→ Exercise brief:
Out of the entries that follow, copy each line containing "metal".

→ Data provided:
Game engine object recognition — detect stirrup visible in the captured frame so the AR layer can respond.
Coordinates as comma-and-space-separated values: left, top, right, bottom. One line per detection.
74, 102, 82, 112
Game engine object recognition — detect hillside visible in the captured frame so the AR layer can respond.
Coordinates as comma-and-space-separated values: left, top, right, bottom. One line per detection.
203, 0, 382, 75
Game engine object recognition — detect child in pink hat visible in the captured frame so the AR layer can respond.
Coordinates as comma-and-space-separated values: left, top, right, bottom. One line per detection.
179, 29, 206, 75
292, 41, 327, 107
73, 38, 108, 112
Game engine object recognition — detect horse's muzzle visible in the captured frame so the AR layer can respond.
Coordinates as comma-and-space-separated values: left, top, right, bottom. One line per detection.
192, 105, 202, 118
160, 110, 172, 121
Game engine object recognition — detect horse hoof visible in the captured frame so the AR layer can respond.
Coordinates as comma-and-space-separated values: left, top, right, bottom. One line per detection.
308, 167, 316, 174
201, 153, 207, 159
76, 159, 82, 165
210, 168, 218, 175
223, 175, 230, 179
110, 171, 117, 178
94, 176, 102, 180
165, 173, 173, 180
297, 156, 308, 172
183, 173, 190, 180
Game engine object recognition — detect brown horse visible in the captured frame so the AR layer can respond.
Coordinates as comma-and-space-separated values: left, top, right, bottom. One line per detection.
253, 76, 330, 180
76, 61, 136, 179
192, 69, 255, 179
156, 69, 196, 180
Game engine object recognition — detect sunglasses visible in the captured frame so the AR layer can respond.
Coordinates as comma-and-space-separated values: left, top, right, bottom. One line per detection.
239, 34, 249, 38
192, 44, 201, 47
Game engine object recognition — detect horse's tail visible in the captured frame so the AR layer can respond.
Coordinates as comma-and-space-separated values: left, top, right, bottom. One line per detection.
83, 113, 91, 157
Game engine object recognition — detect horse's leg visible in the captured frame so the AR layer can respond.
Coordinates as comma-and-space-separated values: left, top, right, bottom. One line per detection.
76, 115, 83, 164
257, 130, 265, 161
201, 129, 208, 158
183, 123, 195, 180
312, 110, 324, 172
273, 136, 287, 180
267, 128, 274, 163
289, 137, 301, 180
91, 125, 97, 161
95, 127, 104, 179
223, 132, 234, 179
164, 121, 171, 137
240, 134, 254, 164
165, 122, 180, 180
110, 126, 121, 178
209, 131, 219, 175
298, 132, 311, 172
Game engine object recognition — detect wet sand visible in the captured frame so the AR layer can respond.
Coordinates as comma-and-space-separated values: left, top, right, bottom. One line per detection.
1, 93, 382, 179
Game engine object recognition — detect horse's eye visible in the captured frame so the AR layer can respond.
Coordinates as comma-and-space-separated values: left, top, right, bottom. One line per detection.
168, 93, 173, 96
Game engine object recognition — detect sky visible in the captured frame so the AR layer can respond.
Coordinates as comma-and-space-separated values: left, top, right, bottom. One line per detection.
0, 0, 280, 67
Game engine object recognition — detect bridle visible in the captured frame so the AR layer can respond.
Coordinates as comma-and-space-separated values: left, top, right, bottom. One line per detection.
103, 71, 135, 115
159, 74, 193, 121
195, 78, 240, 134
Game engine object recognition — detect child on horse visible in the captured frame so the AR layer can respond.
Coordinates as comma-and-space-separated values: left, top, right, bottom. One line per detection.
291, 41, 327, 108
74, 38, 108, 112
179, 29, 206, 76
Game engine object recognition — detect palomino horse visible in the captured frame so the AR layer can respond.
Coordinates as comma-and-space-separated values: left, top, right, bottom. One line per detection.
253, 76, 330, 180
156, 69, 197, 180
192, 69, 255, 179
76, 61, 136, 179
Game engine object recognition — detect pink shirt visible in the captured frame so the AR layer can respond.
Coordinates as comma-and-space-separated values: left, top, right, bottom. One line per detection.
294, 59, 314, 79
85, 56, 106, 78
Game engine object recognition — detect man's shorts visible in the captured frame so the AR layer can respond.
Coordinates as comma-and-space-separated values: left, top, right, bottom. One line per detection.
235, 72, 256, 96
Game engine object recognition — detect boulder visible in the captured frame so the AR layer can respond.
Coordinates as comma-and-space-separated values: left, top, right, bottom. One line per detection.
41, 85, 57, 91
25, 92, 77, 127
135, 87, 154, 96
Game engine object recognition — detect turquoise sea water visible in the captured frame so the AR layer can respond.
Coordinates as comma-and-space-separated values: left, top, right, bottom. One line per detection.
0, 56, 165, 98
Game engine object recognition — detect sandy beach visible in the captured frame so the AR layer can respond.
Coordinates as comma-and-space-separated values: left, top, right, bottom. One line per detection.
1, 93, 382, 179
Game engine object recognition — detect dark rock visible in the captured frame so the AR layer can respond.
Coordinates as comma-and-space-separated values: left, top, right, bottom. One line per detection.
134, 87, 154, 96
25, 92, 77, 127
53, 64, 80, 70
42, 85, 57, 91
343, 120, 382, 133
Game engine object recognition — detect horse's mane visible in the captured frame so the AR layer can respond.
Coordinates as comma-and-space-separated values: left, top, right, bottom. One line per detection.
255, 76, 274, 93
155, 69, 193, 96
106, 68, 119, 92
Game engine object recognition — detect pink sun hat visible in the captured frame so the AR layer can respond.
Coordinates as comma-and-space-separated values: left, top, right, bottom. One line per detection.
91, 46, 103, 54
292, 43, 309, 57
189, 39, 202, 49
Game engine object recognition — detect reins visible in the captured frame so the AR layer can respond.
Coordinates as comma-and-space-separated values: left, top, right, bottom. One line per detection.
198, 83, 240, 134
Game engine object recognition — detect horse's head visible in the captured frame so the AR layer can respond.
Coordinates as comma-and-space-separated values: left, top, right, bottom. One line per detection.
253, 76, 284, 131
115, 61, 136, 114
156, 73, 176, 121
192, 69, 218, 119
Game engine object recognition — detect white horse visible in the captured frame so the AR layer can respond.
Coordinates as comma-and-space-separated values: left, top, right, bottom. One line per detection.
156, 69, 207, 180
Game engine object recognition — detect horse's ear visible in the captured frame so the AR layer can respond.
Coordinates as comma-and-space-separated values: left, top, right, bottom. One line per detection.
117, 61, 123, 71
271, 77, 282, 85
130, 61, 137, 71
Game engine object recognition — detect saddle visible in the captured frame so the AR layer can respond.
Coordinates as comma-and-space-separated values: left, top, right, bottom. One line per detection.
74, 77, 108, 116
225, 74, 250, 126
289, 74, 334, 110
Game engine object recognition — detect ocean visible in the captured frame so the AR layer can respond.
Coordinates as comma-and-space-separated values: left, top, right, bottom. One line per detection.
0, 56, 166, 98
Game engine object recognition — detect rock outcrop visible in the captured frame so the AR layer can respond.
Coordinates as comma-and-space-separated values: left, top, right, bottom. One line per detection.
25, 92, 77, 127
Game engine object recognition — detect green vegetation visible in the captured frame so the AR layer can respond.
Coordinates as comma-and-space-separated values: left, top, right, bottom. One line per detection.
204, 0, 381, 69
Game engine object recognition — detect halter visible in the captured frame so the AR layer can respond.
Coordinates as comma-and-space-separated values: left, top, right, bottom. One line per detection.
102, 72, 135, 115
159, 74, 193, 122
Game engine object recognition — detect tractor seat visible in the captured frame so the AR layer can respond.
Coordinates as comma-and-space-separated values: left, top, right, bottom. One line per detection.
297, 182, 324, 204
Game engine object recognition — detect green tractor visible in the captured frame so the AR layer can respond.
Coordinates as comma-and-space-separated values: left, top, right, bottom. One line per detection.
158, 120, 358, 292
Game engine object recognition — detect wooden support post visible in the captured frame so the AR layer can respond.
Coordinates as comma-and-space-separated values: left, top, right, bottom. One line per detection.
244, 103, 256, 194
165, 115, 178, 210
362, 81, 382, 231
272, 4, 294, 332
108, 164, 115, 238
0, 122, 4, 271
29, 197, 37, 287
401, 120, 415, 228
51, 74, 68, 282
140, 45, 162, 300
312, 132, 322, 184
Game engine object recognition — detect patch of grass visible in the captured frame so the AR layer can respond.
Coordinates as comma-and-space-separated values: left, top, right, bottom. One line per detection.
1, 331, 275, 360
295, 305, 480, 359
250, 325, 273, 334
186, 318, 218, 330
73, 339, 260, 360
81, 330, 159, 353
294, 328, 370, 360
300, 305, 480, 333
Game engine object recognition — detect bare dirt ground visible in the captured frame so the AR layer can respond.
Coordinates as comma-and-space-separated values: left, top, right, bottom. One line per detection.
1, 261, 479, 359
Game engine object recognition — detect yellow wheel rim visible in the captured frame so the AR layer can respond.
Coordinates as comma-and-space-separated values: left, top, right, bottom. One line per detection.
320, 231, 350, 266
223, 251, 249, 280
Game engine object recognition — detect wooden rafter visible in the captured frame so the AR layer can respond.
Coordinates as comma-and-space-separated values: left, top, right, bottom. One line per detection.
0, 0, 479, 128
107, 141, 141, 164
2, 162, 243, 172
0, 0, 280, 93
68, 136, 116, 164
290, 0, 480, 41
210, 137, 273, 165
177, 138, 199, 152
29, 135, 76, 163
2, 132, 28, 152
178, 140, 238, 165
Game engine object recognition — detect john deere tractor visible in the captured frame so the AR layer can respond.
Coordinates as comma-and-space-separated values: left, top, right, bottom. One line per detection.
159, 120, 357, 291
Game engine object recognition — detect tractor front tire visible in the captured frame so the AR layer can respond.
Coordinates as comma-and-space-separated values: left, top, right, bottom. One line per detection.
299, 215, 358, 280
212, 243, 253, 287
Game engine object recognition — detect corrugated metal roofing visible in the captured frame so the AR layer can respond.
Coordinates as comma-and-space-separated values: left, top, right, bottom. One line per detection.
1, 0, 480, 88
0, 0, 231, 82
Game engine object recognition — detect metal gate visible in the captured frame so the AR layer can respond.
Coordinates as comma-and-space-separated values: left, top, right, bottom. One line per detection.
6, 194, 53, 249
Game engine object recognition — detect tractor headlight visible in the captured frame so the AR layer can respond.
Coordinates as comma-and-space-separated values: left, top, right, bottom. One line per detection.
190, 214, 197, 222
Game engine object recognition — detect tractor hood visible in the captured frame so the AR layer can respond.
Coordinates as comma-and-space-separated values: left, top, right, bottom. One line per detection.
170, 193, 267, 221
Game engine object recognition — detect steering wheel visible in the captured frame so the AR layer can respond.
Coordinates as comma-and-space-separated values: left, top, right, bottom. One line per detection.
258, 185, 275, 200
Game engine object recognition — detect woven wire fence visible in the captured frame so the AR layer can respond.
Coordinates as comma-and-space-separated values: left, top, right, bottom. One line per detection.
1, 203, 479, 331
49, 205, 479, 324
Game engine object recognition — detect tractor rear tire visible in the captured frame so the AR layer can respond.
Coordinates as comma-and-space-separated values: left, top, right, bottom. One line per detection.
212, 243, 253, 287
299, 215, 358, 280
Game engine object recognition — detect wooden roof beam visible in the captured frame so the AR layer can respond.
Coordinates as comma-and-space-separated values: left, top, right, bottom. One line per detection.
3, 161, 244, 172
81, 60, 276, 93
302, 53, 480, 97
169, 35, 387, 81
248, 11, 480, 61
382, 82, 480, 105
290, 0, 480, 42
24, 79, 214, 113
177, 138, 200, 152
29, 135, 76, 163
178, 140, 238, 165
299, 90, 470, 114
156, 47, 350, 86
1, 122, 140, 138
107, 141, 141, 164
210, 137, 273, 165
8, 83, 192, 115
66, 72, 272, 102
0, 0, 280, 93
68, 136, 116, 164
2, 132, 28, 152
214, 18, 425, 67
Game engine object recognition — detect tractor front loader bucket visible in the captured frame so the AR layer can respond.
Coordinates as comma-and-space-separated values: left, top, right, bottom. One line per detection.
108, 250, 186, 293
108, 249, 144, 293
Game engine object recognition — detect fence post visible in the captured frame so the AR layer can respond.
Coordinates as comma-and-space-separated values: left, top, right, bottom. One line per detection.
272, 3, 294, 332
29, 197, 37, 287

→ Solution to this task:
Game engine object recognition — detect corrugated metal roofing visible in the captured frame so the AR layer can respond.
Game engine object recognition — detect metal gate visible in the captured frame so the AR layer can respond.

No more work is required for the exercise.